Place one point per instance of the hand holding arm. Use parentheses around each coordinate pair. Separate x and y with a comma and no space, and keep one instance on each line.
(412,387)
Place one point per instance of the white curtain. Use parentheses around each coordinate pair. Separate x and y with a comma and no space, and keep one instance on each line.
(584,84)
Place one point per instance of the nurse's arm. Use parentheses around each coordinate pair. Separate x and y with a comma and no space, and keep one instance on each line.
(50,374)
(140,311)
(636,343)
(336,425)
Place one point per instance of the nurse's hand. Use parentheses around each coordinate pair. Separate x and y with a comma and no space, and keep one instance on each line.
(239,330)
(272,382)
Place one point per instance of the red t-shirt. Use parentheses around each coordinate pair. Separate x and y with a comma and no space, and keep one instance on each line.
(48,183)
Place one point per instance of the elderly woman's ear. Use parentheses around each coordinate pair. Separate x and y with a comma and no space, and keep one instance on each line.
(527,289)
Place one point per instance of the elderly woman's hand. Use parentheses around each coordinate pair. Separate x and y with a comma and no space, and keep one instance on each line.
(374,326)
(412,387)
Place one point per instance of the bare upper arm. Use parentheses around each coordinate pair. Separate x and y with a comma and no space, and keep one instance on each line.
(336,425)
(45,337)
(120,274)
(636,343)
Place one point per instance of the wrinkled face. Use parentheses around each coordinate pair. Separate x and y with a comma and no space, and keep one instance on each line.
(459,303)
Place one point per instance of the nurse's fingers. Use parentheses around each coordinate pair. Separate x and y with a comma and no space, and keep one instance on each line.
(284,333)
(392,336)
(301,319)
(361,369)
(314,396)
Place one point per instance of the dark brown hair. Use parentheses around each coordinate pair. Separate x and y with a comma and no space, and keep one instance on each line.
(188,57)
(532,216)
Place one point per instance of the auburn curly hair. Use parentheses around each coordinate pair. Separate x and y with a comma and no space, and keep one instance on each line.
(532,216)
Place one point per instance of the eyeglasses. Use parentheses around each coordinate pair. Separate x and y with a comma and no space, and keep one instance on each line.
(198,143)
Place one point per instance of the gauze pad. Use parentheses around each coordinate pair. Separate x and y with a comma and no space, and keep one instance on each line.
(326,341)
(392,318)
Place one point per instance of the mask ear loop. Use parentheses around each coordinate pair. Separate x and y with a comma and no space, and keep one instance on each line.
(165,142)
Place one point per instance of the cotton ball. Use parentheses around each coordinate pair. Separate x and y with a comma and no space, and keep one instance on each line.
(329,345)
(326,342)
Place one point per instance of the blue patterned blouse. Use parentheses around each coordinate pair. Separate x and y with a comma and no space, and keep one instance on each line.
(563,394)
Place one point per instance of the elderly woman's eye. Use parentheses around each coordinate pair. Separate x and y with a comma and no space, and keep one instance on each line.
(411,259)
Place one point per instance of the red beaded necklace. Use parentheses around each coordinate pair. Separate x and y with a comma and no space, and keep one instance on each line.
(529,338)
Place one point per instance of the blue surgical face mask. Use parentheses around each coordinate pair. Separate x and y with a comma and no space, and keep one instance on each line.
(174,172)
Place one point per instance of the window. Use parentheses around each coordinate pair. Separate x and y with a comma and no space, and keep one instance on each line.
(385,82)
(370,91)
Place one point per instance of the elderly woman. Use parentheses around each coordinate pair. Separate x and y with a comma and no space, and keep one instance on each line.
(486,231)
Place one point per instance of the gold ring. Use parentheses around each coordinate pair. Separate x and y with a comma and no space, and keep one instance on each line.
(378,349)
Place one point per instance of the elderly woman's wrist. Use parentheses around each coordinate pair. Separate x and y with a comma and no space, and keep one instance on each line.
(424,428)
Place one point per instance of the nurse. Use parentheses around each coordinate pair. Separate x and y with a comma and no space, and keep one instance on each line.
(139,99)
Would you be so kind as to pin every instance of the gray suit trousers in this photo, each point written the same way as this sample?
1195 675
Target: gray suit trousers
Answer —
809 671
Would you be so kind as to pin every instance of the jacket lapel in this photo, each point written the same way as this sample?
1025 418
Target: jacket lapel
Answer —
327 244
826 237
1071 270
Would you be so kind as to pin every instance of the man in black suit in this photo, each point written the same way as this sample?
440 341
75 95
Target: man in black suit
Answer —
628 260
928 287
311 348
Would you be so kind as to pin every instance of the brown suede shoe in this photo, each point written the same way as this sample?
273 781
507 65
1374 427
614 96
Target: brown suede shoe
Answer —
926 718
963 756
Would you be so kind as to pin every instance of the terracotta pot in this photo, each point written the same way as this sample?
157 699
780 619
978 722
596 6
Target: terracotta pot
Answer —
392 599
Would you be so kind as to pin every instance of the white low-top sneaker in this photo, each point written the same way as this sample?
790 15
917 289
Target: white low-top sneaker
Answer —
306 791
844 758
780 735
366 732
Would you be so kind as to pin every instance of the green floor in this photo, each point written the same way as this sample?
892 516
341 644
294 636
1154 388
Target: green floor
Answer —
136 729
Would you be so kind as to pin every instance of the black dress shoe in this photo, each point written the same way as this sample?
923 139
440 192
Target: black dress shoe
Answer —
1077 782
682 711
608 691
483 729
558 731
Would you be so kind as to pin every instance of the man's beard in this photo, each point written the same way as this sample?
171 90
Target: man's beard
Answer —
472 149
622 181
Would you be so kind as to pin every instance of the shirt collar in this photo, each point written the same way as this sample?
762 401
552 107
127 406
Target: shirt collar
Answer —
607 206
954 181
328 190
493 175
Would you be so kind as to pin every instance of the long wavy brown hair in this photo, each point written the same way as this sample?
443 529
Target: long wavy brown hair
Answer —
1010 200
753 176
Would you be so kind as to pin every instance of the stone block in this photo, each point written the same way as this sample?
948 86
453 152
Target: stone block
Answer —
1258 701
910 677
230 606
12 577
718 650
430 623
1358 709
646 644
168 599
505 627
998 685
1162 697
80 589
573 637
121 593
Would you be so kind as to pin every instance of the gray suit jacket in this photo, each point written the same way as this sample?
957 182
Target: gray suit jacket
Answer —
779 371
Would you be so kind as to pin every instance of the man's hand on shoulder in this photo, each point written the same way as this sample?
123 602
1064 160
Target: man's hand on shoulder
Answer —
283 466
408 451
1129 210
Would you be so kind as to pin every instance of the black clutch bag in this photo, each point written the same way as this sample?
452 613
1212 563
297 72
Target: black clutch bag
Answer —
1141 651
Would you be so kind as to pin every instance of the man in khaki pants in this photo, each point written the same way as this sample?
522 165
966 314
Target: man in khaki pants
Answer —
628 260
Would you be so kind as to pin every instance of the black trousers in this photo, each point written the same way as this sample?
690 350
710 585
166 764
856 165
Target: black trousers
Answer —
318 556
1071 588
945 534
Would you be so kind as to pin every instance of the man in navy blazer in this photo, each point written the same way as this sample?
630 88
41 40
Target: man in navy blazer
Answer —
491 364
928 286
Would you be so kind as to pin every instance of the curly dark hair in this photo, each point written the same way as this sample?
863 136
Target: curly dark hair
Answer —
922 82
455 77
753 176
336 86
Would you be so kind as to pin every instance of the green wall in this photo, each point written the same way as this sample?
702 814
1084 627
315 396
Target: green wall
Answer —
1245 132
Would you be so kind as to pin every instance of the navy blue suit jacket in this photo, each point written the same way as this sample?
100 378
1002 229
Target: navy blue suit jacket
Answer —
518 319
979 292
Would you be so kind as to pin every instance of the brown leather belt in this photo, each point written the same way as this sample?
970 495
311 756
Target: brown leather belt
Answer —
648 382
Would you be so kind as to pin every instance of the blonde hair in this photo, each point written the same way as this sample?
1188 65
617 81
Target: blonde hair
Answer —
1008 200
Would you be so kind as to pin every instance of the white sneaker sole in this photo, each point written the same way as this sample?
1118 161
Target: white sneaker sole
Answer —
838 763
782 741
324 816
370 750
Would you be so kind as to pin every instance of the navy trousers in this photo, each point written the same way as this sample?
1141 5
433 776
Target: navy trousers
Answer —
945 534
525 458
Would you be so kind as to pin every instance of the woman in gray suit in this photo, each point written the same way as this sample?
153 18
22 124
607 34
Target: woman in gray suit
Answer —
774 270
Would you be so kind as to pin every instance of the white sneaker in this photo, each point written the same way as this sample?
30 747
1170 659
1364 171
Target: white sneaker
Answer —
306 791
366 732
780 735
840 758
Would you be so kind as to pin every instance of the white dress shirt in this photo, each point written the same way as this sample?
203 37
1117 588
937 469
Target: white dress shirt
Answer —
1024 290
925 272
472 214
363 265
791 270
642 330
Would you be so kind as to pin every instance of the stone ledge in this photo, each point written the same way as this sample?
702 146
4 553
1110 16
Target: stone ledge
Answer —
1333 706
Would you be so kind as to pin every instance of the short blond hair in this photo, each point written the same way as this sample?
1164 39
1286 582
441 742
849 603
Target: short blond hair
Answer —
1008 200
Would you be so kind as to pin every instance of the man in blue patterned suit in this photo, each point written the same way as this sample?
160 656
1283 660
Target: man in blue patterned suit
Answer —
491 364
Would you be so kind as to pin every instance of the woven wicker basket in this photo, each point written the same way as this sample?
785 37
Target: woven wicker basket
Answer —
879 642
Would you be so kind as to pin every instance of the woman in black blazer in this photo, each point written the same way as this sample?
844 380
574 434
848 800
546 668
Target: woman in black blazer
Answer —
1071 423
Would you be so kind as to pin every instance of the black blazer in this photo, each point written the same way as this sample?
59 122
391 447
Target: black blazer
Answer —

......

TASK DESCRIPTION → Answer with nothing but the count of lines in the entries that hold the word "blonde".

ANSWER FOR THE TASK → 2